» **TESTO ESTRATTO**
<<<<
Molto è stato scritto sul periodo successivo all’occupazione americana dell’Iraq, e anche prima del ritiro delle forze di occupazione … Purtroppo molti sono gli articoli che si sono impegnati a tracciare un quadro pessimista dell’avvenire di questo Paese.
Una delle tesi più veicolate è che gli iracheni sono incapaci di gestire una riacquistata indipendenza.
A titolo d’esempio, si è rimarcato il fatto che l’ostilità fra i diversi partiti politici rischia di esacerbarsi sull’attribuzione dei seggi parlamentari conseguiti in seguito alle ultime elezioni, senza che gli stessi si preoccupino dei servizi di base offerti ai cittadini.
Altra sfida considerata insormontabile è quella della corruzione, avvertita come molto diffusa nelle istituzioni pubbliche.
O ancora la sicurezza … Un tema caro agli Stati Uniti, che continuano ad agitarlo per spaventare gli iracheni. Insomma sono tanti gli ostacoli sulla strada di una transizione irachena verso una nazione indipendente.
D’altra parte le premesse di una volontà di indipendenza e di autonomia degli iracheni si sono rivelate ben prima del ritiro delle forze di occupazione: un ritiro che – lo rammentiamo – non è stato rinegoziato…
Braccio di ferro fra Bush e Maliki: vince la sovranità irachena
La minaccia, brandita dall’Amministrazione Bush, di ritirare ogni sostegno economico e militare al governo iracheno se quest’ultimo non avesse accettato l’accordo sullo statuto delle forze americane in Iraq, non ha piegato i responsabili politici iracheni, che si sono opposti a qualsiasi forma di legittimazione della presenza militare statunitense – e in particolare al riconoscimento di un diritto di extraterritorialità giuridica per le truppe americane presenti nel Paese!
Bisogna anche dire, fra parentesi, che per la maggior parte degli iracheni questa pretesa richiama troppo alla memoria le ingiuste condizioni del trattato che aveva attribuito diritti di carattere militare all’imperialismo britannico in Iraq fra il 1930 e il 1958.
>>>>
» **DATI FORNITI**
<<<<
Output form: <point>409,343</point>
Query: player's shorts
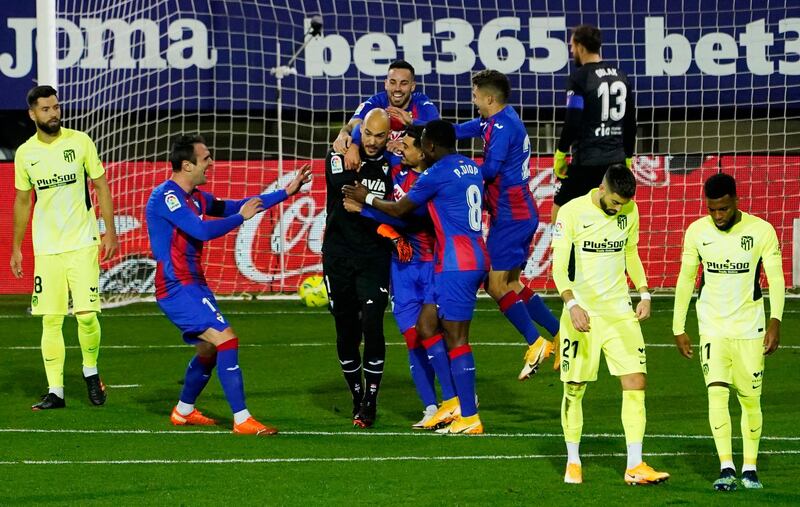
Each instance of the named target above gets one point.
>>>>
» **COMPITO ASSEGNATO A**
Nel testo estratto, con quale minaccia l'Amministrazione Bush ha fatto pressione sul governo iracheno?
» **COMPITO ASSEGNATO B**
Elenca tutti gli ostacoli alla transizione irachena verso l'indipendenza che il testo estratto indica subito dopo la tesi secondo cui gli iracheni sarebbero incapaci di gestire l'indipendenza.

» **RISPOSTA CORRETTA A**
Minacciava di ritirare ogni sostegno economico e militare al governo iracheno se questo non avesse accettato l'accordo sullo statuto delle forze americane in Iraq.

» **RISPOSTA CORRETTA B**
- L'ostilità fra i partiti politici sull'attribuzione dei seggi parlamentari ottenuti alle ultime elezioni
- La corruzione, avvertita come molto diffusa nelle istituzioni pubbliche
- La sicurezza